Data shown Block Start
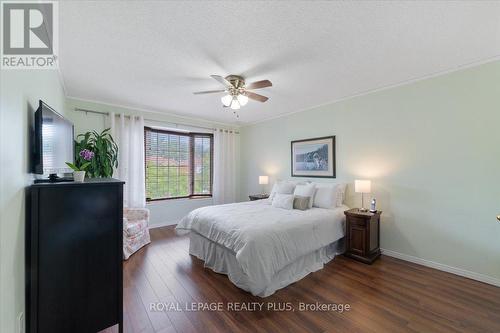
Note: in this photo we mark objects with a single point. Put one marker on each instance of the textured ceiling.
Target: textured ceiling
(153, 55)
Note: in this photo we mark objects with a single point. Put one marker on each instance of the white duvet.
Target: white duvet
(263, 238)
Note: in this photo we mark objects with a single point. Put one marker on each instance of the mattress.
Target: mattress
(265, 240)
(222, 260)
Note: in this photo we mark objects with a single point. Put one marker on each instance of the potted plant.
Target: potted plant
(79, 171)
(104, 153)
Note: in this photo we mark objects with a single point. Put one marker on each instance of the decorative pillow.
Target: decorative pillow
(282, 187)
(300, 202)
(306, 190)
(326, 196)
(284, 201)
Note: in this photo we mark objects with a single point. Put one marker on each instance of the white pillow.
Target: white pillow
(326, 196)
(282, 187)
(307, 190)
(284, 201)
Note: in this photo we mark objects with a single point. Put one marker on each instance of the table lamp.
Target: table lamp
(263, 180)
(362, 186)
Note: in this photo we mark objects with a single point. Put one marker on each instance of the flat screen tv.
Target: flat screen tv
(53, 142)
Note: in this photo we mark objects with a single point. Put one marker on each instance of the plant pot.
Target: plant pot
(79, 176)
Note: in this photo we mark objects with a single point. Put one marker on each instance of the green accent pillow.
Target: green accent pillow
(300, 202)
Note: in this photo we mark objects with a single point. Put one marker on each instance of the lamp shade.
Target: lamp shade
(362, 186)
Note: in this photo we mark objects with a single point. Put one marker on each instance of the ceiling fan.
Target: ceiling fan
(237, 92)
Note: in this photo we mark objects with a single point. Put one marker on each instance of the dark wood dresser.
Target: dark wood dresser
(74, 278)
(362, 235)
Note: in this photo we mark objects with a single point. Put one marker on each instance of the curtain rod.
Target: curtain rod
(155, 120)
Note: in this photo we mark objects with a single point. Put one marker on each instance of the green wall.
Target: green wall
(20, 91)
(432, 151)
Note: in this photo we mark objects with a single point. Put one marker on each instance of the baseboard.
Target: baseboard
(163, 224)
(445, 268)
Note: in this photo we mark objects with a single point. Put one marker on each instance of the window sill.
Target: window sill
(195, 198)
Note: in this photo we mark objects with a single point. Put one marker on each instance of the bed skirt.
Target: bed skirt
(222, 260)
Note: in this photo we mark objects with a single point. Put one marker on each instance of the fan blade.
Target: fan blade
(222, 80)
(259, 84)
(256, 97)
(208, 92)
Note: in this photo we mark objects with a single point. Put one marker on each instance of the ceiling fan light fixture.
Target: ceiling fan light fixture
(242, 99)
(226, 100)
(235, 105)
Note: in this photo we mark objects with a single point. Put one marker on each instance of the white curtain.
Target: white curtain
(224, 186)
(128, 132)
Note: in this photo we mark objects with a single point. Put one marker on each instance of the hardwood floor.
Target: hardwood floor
(389, 296)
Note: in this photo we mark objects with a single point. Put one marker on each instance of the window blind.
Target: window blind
(177, 164)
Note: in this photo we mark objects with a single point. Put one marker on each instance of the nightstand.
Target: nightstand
(362, 235)
(258, 196)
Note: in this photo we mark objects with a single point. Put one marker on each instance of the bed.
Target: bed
(262, 248)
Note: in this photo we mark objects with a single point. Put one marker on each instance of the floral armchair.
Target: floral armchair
(135, 230)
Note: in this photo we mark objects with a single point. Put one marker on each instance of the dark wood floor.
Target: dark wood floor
(389, 296)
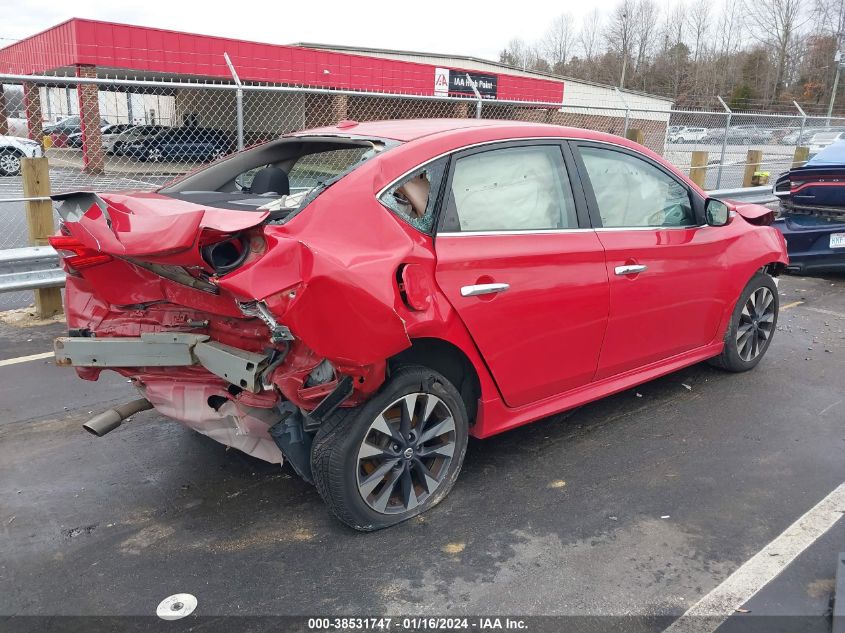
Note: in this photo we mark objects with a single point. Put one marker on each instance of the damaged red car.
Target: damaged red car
(359, 300)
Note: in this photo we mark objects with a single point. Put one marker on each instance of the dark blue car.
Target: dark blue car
(812, 215)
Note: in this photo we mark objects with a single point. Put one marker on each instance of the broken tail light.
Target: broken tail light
(76, 255)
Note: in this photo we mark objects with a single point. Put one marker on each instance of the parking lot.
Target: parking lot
(627, 511)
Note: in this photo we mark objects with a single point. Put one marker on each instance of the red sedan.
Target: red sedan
(359, 300)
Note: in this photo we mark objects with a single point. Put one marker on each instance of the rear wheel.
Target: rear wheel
(753, 324)
(10, 163)
(395, 456)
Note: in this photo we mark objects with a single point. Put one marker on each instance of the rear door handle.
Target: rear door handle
(631, 269)
(483, 289)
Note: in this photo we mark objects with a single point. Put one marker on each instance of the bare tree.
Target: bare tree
(776, 24)
(673, 45)
(698, 20)
(588, 36)
(646, 22)
(829, 15)
(558, 41)
(517, 53)
(620, 33)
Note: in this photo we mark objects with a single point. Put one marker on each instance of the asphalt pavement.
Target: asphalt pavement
(631, 508)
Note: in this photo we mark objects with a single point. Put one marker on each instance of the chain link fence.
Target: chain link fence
(126, 134)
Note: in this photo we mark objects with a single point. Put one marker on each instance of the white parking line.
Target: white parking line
(25, 359)
(709, 613)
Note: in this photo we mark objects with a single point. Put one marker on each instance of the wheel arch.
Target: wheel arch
(447, 359)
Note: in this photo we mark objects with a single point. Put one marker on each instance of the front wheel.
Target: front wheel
(395, 456)
(753, 324)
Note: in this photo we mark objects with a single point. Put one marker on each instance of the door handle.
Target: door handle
(483, 289)
(631, 269)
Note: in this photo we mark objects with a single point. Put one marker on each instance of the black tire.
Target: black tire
(341, 475)
(737, 356)
(10, 163)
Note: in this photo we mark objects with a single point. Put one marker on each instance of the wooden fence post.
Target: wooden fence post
(801, 156)
(752, 164)
(698, 168)
(39, 222)
(636, 134)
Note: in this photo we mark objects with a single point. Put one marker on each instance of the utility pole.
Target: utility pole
(838, 59)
Data shown Block End
Directions
Your answer must be the full listing, reproduced word for word, without its pictures.

Solution to this task
Note: in this photo we mark objects with a single point. Put one marker on each instance of the textured ceiling.
Target: textured ceiling
(153, 55)
Note: in this photo we mark objects with a single point. Put one marker on each instance of the white duvet.
Target: white duvet
(263, 238)
Note: in this photo we mark objects with a single point. Put one marker on each instance of the mattress.
Target: mattress
(265, 240)
(222, 260)
Note: in this photo we mark objects with a single point. Put one marker on each instance of the potted plant.
Target: potted plant
(79, 171)
(104, 153)
Note: in this photo we mark objects with a single point. Put one marker on each instance of the decorative pillow.
Target: decorative pillow
(282, 187)
(300, 202)
(306, 190)
(326, 196)
(284, 201)
Note: in this photo we mark objects with a single point. Put one marker on each instance of the white pillow.
Target: white pillow
(326, 196)
(282, 187)
(307, 190)
(284, 201)
Note: in this photo we mark objects with a single point. Put one marker on each instance of the table lamp.
Target: table lamp
(263, 180)
(362, 186)
Note: in this photo we mark objects with a single point. Put one marker on each instance of the flat screen tv.
Target: flat screen tv
(53, 142)
Note: in this photo we mark objects with a single point. Put one marker on each instance of the plant pot.
Target: plant pot
(79, 176)
Note: in this photo we mark objects with a single point. Put one marker on each instance of the green accent pillow.
Target: green accent pillow
(300, 202)
Note: in this photo we mark objects with a single point. Put one marker on each instance of the lamp shade.
Target: lamp shade
(362, 186)
Note: in this photo we mark objects with a single point. Put one marker on each instance of the ceiling fan.
Target: ceiling fan
(237, 92)
Note: in this photo we mark objects with a single point. Put one marker on each instance of the dark wood dresser.
Target: dark wood dresser
(74, 278)
(362, 235)
Note: in this photo we mark objects with a single point. Put one marker on each instance of the curtain rod.
Target: curtain rod
(155, 120)
Note: in this photo we mark objects with a single point. Put one marker on each instance of the green wall.
Target: green wall
(20, 91)
(432, 151)
Note: in this photo we mark objects with a single point. Put one marker on each instance of the baseboard.
Target: baseboard
(163, 224)
(445, 268)
Note: in this photo we mark objects with a single point. Put one marker on each instance of the window sill.
Target: window sill
(195, 198)
Note: in this photo we mark objects with a single point. Put one marker on each instance of the bed skirt.
Target: bed skirt
(222, 260)
Note: in this photo we mark objects with a single point. Put one marker on each instance of the fan blade.
Target: fan blade
(222, 80)
(259, 84)
(256, 97)
(208, 92)
Note: in this photo we mark objects with a single point. Put one marker on each instance of the ceiling fan light fixture.
Target: ceiling fan light fixture
(242, 99)
(226, 100)
(235, 105)
Note: in this photo we mark objects with a single point. Put one marker on each instance of the white curtain.
Target: white curtain
(224, 186)
(128, 132)
Note: in this photo we mark objects with a single point. Put one marker on each instance of the hardwood floor.
Target: hardwood floor
(389, 296)
Note: in this photo we mark objects with a single point. Put one marker on each instance of the window blind.
Target: window blind
(177, 164)
Note: in this photo we mark objects with a single point. Put one marker on each instance of the nightstand.
Target: nightstand
(362, 235)
(258, 196)
Note: in this photo we mark objects with a single point. Put one marker on each instance of the bed.
Target: bed
(262, 248)
Note: in this photo we mark objects with a single point. Put one marker on each instance of the floral armchair.
Target: floral armchair
(135, 230)
Note: in this photo we mark objects with a single point. Put one marker on each instance of the dark wood floor.
Target: dark wood floor
(389, 296)
Note: in this photo we mark objects with a single point. Put one marker on each instance of the damaged red car.
Target: damaged red car
(359, 300)
Note: in this photo we mark objects with a single point. Put one marker on each instance of the dark blue car.
Target: dark blue car
(812, 215)
Note: in this photo we mark objects with a single point. Put one marker on each instance of the broken tail light.
Target: broken tail light
(76, 255)
Note: in this photo we mark objects with a single point. Put one marker on each instance of the parking lot.
Target: parking lot
(627, 511)
Note: in this photo we mark objects with a single point. Put one marker on each instance of the red sedan.
Target: red sedan
(359, 300)
Note: in this photo we mark objects with a single point. Put one marker on each instance of the rear wheel.
Target: rear wheel
(753, 324)
(10, 163)
(395, 456)
Note: in this photo we mark objects with a single point. Put one marker on each instance of the rear door handle.
Target: rear door handle
(631, 269)
(483, 289)
Note: in this photo we mark objects with a single point. Put one marker on each instance of the bare tree.
Target: bare tree
(776, 24)
(673, 45)
(698, 20)
(588, 36)
(646, 22)
(829, 15)
(558, 41)
(517, 53)
(620, 33)
Note: in this photo we mark objects with a single point. Put one marker on each instance of the asphalt pavement.
Target: asphalt pavement
(631, 508)
Note: in this photo we mark objects with a single point. Put one marker on each instance of the chain link fence.
Target: chain link fence
(126, 134)
Note: in this photo we mark objects with a single point. Put one marker on each instance of the white parking line.
Target: white parking line
(25, 359)
(709, 613)
Note: in this photo we mark objects with a single point. Put one marker on each instance of the wheel arch.
Target: wheel arch
(447, 359)
Note: in this photo we mark objects with a single point. Put one marker on each instance of the front wheel.
Target: front wheel
(395, 456)
(753, 324)
Note: in this photo we mark objects with a single point. Put one marker on each instance of the door handle.
Target: door handle
(483, 289)
(631, 269)
Note: in this photo we mark objects with a single point. Put one marker on each instance of the black tire.
Target: black tire
(341, 475)
(737, 356)
(10, 163)
Note: in this photo we mark objects with a single point. Put one marker on each instance of the wooden fence post.
Target: wooden fence post
(801, 156)
(752, 164)
(698, 168)
(39, 222)
(636, 134)
Note: in this photo we mark objects with a single point. Put one marker on each instance of the utility pole.
Target: utility pole
(838, 59)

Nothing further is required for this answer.